* _Exercise goal_
In the router cost change report below, how many tests were added in total compared with the base branch?

* _Document text_
§ §

5. Test-count delta evidence

Base (origin/main @ c284ad22)              : 3275 tests
Post P1.5.6 implementation (this branch)   : 3325 tests
Delta                                      : +50 tests

Per-file breakdown:
  cost.test.ts (new)                       : +41
  fallback.test.ts (cost block appended)   :  +9
  All other tests                          :   0 changes

6. File-by-file change summary

File	Net LOC	Description
`src/domains/router/cost.ts` (new)	+371	Per-call cost calc + in-memory aggregates + ring buffer.
`src/__tests__/domains/router/cost.test.ts` (new)	+461	41 golden-vector + aggregate + ring-buffer + reset + freeze tests.
`src/domains/router/fallback.ts` (modify)	+73 / -12	Append `costUsd` + `modelsAttempted` to `RouteResult`; wire `recordRouterCall` into success / failure paths; track `modelsAttempted` across walk.
`src/__tests__/domains/router/fallback.test.ts` (modify)	+220 / 0	Cost + modelsAttempted describe block (9 tests).
`src/domains/router/index.ts` (modify)	+9 / -2	Barrel re-export of `./cost.js` + header comment update.
Total	+1142 / -14

7. Forbidden checks

Forbidden	Status
Floating-point accumulation	OK — all per-call sums are `bigint` (`total_cost_bps_int`); single `Number / 10000 / successes` at the read edge in `getRouterStats`.
Unbounded memory growth	OK — ring buffer fixed at `ROUTER_LATENCY_RING_SIZE = 1000` per model; verified by “ring buffer respects ROUTER_LATENCY_RING_SIZE exactly”.
`AMS_*` env vars	OK — module reads no environment variables.
MCP tool registration	OK — `src/server.ts` untouched; no new tools registered.
`RouteResult` field type changes	OK — existing 6 fields preserved byte-identically; only 2 new fields appended.
Main-checkout edits	OK — all work in `.worktrees/claude/p1-5-6-cost`.
`routeRequest` signature break	OK — signature byte-identical; only the result-object shape grows additively.

8. Pre-flight readings consulted

CLAUDE.md (project + worktree copy)
src/domains/router/fallback.ts (P1.5.5 RouteResult shape)
src/domains/router/cost.ts (new module, this slice)
src/domains/router/circuit.ts (P1.5.5 CB module — referenced for aggregate-exclusion invariant)
src/domains/router/scoring.ts (P1.5.1 — ModelCandidate type, ModelId union, cost_bps_per_kilotoken field)
src/domains/integrations/claude.ts (W3 — CompletionResult shape supplying promptTokens + completionTokens)
src/db/migrations/009_model_candidates.sql (P1.5.9 — cost_bps_per_kilotoken column + seed values)
docs/3-world/social/llm.md §Candidate table
docs/architecture/decisions/ADR-005-multi-model-defer.md §Implementation step 4
docs/guides/implementation/task-prompts/p1.5-delta-router-graduation.md §P1.5.6
docs/contracts/p1-5-5-fallback-cb-contract.md §6 (invariant carry-over)

§ §

* _Source material_
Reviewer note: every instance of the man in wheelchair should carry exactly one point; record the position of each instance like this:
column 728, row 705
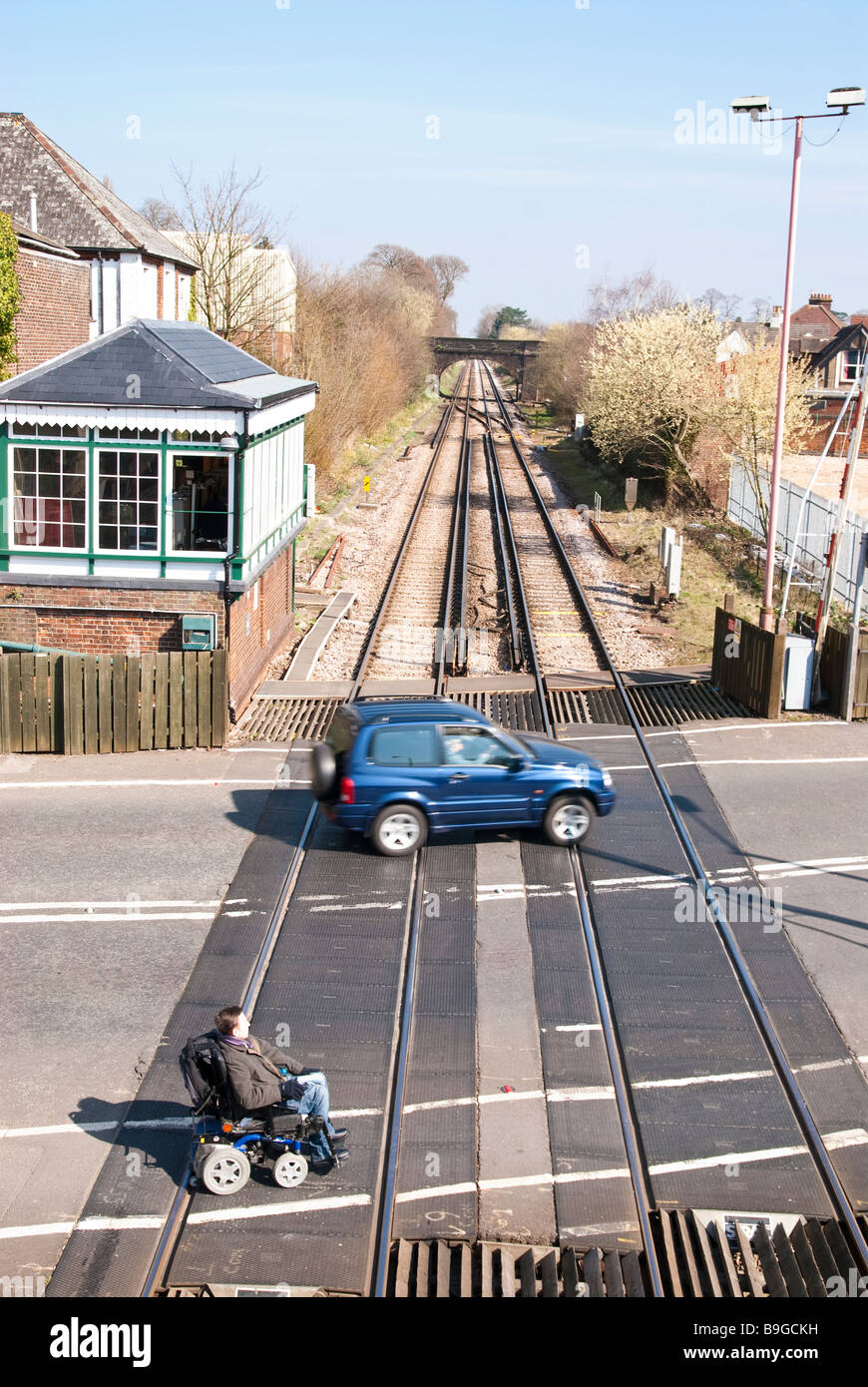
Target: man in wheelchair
column 260, row 1077
column 265, row 1105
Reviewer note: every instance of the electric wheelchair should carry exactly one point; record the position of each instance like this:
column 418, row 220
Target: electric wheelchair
column 227, row 1139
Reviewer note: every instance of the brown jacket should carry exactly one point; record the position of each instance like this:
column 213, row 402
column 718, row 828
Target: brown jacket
column 255, row 1074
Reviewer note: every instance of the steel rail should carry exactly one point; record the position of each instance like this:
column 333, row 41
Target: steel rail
column 408, row 534
column 508, row 584
column 461, row 650
column 447, row 634
column 811, row 1134
column 384, row 1200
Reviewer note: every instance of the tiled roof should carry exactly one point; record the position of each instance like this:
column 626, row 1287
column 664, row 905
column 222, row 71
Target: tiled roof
column 173, row 365
column 72, row 206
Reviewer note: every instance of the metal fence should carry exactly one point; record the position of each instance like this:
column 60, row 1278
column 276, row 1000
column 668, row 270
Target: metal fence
column 813, row 541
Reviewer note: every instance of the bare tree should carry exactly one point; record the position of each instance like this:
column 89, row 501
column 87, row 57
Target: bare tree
column 160, row 214
column 761, row 309
column 721, row 304
column 245, row 290
column 405, row 262
column 447, row 269
column 640, row 292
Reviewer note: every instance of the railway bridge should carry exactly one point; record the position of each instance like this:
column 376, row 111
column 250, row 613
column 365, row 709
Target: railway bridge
column 520, row 358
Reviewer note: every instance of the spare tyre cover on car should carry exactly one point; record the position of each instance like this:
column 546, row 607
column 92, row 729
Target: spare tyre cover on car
column 323, row 770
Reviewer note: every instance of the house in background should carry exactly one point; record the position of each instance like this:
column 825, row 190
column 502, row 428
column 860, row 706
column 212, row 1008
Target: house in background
column 134, row 269
column 153, row 475
column 252, row 290
column 54, row 312
column 833, row 344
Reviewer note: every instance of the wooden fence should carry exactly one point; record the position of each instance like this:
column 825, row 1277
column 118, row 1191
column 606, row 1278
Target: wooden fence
column 84, row 703
column 833, row 673
column 747, row 664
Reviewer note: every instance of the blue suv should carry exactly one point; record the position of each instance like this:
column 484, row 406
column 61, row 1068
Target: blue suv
column 398, row 770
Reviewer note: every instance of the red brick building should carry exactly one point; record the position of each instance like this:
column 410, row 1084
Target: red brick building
column 134, row 270
column 54, row 312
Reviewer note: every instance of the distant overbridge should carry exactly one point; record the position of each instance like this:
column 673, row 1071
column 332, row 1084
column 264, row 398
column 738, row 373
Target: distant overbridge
column 520, row 358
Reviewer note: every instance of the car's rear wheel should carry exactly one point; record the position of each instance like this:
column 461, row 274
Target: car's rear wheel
column 399, row 829
column 323, row 771
column 569, row 820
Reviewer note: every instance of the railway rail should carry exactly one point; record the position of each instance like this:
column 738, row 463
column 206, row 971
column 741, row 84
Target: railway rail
column 577, row 938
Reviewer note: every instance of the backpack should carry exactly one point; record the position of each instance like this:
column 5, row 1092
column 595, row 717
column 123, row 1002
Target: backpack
column 203, row 1070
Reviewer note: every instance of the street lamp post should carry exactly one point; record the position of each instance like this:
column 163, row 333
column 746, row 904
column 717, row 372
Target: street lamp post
column 840, row 100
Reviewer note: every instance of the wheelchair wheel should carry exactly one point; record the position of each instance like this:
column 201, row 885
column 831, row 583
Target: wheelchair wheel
column 290, row 1169
column 223, row 1170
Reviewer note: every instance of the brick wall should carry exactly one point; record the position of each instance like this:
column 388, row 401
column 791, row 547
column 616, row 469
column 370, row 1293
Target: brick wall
column 96, row 621
column 259, row 622
column 54, row 306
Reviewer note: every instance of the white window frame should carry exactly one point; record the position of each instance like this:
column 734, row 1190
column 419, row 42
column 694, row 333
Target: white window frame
column 71, row 445
column 110, row 445
column 178, row 451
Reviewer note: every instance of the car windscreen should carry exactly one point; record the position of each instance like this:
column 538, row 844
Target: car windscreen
column 341, row 732
column 404, row 746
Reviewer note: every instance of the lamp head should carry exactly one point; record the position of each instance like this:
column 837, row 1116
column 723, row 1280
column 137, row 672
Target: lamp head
column 846, row 97
column 753, row 106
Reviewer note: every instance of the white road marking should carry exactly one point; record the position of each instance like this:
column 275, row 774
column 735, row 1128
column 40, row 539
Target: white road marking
column 38, row 1230
column 60, row 1130
column 100, row 1223
column 703, row 1078
column 833, row 1142
column 213, row 784
column 113, row 904
column 822, row 1064
column 132, row 916
column 747, row 725
column 363, row 904
column 745, row 760
column 334, row 1201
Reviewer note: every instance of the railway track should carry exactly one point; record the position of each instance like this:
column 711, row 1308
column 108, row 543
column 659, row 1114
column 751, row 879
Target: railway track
column 579, row 931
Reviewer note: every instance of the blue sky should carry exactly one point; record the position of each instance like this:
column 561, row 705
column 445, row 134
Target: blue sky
column 559, row 153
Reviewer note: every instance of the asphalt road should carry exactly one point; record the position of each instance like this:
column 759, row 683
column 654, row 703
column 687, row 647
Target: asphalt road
column 795, row 797
column 113, row 871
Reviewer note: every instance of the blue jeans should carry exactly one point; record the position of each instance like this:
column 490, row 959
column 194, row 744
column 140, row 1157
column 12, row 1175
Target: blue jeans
column 315, row 1102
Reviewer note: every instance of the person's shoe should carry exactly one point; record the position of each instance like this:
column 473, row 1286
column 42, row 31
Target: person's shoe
column 323, row 1166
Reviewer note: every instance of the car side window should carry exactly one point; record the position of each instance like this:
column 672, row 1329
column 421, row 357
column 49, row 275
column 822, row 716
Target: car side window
column 474, row 746
column 404, row 746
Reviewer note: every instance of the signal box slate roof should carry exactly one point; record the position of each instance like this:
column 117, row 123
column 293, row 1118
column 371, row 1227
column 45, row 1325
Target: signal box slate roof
column 173, row 365
column 74, row 207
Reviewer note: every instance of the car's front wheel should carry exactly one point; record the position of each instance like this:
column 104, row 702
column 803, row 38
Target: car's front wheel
column 569, row 818
column 399, row 829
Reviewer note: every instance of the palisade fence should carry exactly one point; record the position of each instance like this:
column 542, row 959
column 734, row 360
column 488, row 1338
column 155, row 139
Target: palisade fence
column 747, row 664
column 811, row 544
column 81, row 703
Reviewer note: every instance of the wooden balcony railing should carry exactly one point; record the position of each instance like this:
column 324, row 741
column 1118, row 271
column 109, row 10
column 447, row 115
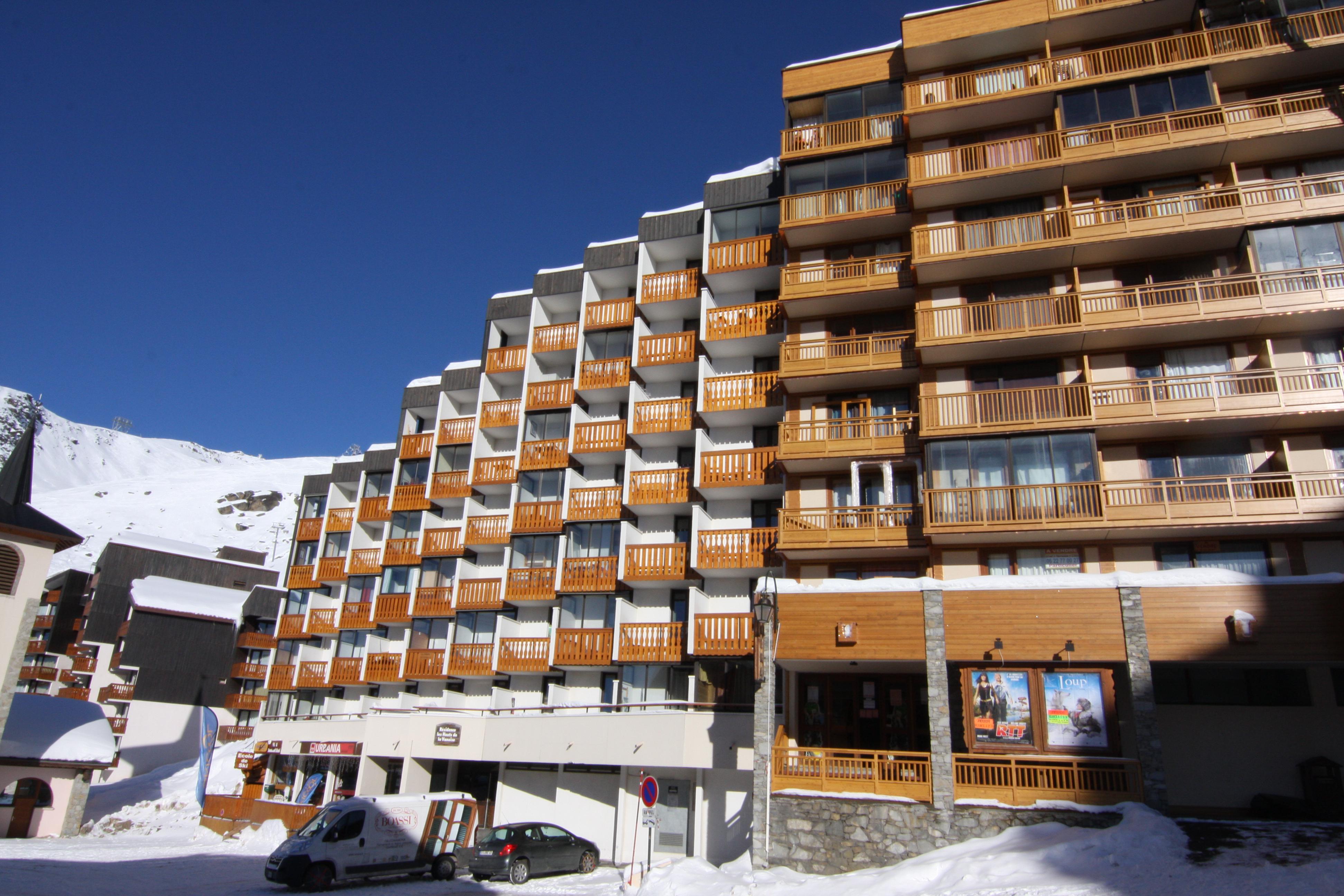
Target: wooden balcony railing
column 744, row 254
column 537, row 584
column 471, row 660
column 840, row 437
column 557, row 338
column 506, row 361
column 589, row 574
column 433, row 602
column 1144, row 57
column 494, row 471
column 451, row 484
column 844, row 205
column 1188, row 300
column 837, row 136
column 457, row 430
column 651, row 643
column 671, row 285
column 525, row 655
column 740, row 321
column 613, row 312
column 656, row 563
column 479, row 594
column 600, row 503
column 550, row 394
column 1022, row 781
column 612, row 373
column 744, row 467
column 724, row 635
column 737, row 549
column 584, row 647
column 894, row 524
column 663, row 416
column 660, row 487
column 501, row 414
column 667, row 348
column 743, row 393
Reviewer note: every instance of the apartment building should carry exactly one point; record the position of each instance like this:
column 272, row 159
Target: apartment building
column 982, row 449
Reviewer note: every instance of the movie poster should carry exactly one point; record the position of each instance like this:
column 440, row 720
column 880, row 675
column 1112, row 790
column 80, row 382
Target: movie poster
column 1000, row 703
column 1076, row 710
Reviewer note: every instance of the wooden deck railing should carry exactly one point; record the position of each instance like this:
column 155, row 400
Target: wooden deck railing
column 743, row 467
column 843, row 205
column 671, row 285
column 744, row 254
column 1144, row 57
column 589, row 574
column 584, row 647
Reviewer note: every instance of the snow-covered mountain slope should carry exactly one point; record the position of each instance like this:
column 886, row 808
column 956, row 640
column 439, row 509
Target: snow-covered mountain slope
column 100, row 482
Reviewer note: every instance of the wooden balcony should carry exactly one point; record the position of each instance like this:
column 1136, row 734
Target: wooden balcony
column 451, row 484
column 613, row 373
column 724, row 635
column 663, row 416
column 1287, row 499
column 501, row 414
column 550, row 394
column 467, row 660
column 535, row 584
column 847, row 203
column 393, row 609
column 749, row 253
column 660, row 487
column 611, row 314
column 538, row 516
column 741, row 321
column 584, row 647
column 671, row 285
column 599, row 437
column 743, row 393
column 546, row 455
column 487, row 530
column 557, row 338
column 479, row 594
column 433, row 602
column 737, row 549
column 667, row 348
column 589, row 574
column 457, row 430
column 842, row 136
column 525, row 655
column 738, row 468
column 849, row 437
column 651, row 643
column 656, row 563
column 888, row 526
column 416, row 447
column 506, row 361
column 494, row 471
column 600, row 503
column 1141, row 58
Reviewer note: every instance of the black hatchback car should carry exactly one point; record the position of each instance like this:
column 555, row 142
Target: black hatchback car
column 526, row 849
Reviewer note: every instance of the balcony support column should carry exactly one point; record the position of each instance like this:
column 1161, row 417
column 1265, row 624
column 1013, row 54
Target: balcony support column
column 1141, row 695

§ §

* _Response box_
50 tests were added, from 3275 to 3325.